* _WRITTEN EXERCISE_
Gather every line in the items below that contains the word "green", and copy each one.

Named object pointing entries

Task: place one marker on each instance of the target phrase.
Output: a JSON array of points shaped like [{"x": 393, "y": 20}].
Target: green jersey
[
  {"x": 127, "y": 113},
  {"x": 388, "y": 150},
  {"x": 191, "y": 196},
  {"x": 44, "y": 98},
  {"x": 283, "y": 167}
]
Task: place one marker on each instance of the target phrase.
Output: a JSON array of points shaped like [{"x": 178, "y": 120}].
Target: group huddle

--

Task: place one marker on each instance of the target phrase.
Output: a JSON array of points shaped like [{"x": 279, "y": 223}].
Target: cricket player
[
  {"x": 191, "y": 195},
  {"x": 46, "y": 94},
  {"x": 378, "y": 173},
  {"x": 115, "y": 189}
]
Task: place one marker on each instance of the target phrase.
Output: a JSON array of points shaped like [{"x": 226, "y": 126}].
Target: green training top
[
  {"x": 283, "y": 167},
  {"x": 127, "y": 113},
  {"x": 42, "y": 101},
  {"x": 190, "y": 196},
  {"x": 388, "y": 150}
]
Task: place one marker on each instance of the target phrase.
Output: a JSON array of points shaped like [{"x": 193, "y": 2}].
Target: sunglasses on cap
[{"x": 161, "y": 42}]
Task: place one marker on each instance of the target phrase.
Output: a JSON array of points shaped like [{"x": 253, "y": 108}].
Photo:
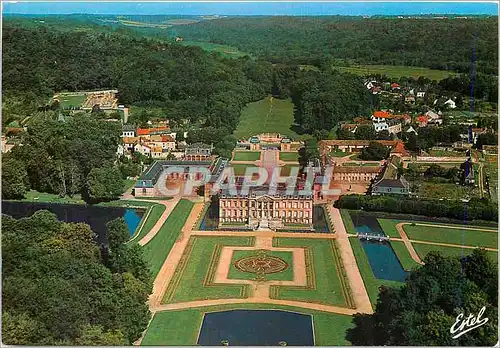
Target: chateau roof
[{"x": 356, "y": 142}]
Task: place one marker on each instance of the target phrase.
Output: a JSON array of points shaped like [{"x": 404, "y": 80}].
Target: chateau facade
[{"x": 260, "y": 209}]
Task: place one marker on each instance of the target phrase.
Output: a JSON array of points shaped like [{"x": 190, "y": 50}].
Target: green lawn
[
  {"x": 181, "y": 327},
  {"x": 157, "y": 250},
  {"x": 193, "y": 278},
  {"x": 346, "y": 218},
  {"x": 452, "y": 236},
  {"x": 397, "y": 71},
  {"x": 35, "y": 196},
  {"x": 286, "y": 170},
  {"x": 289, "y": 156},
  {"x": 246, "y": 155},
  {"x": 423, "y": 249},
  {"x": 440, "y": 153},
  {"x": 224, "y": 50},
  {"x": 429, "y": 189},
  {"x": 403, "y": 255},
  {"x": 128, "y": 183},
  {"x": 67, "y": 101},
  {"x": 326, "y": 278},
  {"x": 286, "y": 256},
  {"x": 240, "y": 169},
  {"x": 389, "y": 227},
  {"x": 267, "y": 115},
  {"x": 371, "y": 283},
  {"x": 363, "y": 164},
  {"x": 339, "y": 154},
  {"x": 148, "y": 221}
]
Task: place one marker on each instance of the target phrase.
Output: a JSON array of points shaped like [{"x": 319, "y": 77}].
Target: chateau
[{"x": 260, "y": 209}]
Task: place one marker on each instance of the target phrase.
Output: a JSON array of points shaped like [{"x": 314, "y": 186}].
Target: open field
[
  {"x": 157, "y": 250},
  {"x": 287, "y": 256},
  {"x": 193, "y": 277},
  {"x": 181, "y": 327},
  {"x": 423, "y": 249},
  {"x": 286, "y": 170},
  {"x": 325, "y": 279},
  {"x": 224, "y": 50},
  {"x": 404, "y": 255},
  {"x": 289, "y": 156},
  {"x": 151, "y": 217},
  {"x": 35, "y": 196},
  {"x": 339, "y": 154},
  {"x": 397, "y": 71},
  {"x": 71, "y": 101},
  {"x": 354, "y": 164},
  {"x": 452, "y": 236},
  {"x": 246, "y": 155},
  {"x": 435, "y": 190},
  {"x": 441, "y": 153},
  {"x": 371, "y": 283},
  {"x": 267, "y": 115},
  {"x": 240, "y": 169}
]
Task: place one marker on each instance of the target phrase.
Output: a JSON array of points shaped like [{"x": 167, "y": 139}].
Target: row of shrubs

* _THE OUTPUT_
Target: green jersey
Target: green training top
Target: green lawn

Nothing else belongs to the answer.